Given task ->
From the passage on guile and turning from evil, extract the words starting with "When you greet" and going on through "You turn aside.", copied exactly.

Given text ->
And sadly, we've had grievous examples of guile in the highest office of the land. Staring into the camera with conviction and pointed finger. I never had blah blah with that woman, Miss Lewinsky.
Saying one thing, technically true in terms of what he thought, calculated to lead a nation astray.
That's guile.
He said, you want to be in the path that brings and continually unfolds a life worth loving and days that are truly good? Not only must you refrain. Refrain your tongue from evil, but your lips that they speak no guile. Your yes is yes.
Your no is no.
When you greet someone and shake their hand and say, it's good to see you, brother. It's good to see you, my sister. When inwardly, you don't mean that. You're guilty of guile.
The Demanding Activities: Turn from Evil and Do Good
You want to be in the path of blessing? Refrain the tongue from evil. Retrain the lips from speaking guile. Now, to respect the Hebrew poetry, we'll take two and three together.
Look at the text. Let him turn away from evil and do good. The meaning of the word to turn away is the picture of a boulder in the highway. And you're driving at 60 miles an hour.
You come around the bend. The boulder's there. You swerve to miss it. You take an evasive action.
Perhaps you're walking down the street and you see on the sidewalk the local gang of bullies. And you walk over the other side. You swerve. You turn aside.
You take evasive action. I hope you do. I hope you've got sense enough to do it. You're not going to take them all on by yourself.
Maybe you've got some bigger guys on your side. And then you go walking down. But otherwise, you do evasive action. That's the sense of the verb.
Let him turn away. Let him engage in the evasive action in the presence of evil. Same word again. What is base?
What is degrading? Anything contrary to the word of God. In the context. The moment you're tempted to be indifferent to wearing your five-pearl necklace.
Why bother to labor at cultivating the graces of one-mindedness? Of sympathy. Loving as brothers. Tender-heartedness.
Humble-mindedness. It's difficult given my remaining sin and the sin of my brethren. Why back off? Because to do so would be evil.
You must turn away. From that impediment to cutting a straight course in the cultivation of those graces. And when you are tempted to return evil for evil. And reviling for reviling.
Or you are tempted to say, well, I've done that much, but I'm not going to pray God's blessing on them. That's going. That's evil. That's evil.
Anything contrary to the word of God. Then when you are tempted to it, we must turn away from evil. But that's not enough. And do good.
This is the point. The positive side of the previous imperative. Not enough to evade and turn away from evil. There must be the active pursuit of that which is good.
The same word used in verse 10. He that would love life and see good days. If you want to see good days, then fill your days with good. Pretty simple formula, isn't it?
How can you expect to fill your days with evil and then see good days? You fill your days with good. And you will see good. And here again is the emblematic.
The emphasis of the word of God is not enough to deal with the negative. Isaiah says, cease to do evil. Learn to do well. And in what is a very helpful parallel text, Romans 12, 9, the apostle says, abhor that which is evil.
And that Greek word is a vigorous word. Detested. Treat it like an abominable thing worthy of being vomited out. Abhor that which is evil.

Supplied material ->
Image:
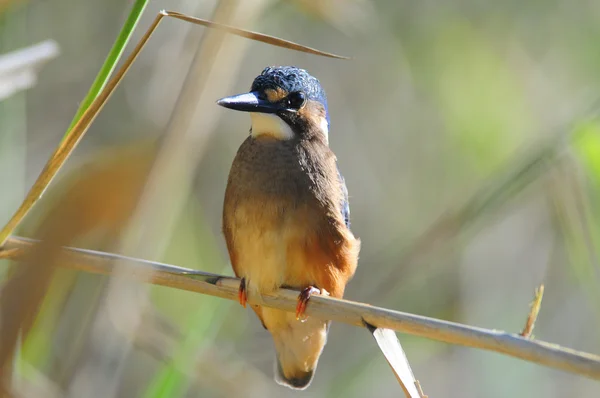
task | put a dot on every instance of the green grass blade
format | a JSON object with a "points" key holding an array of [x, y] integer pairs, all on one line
{"points": [[111, 60]]}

The completed task ->
When you greet someone and shake their hand and say, it's good to see you, brother. It's good to see you, my sister. When inwardly, you don't mean that. You're guilty of guile.
The Demanding Activities: Turn from Evil and Do Good
You want to be in the path of blessing? Refrain the tongue from evil. Retrain the lips from speaking guile. Now, to respect the Hebrew poetry, we'll take two and three together.
Look at the text. Let him turn away from evil and do good. The meaning of the word to turn away is the picture of a boulder in the highway. And you're driving at 60 miles an hour.
You come around the bend. The boulder's there. You swerve to miss it. You take an evasive action.
Perhaps you're walking down the street and you see on the sidewalk the local gang of bullies. And you walk over the other side. You swerve. You turn aside.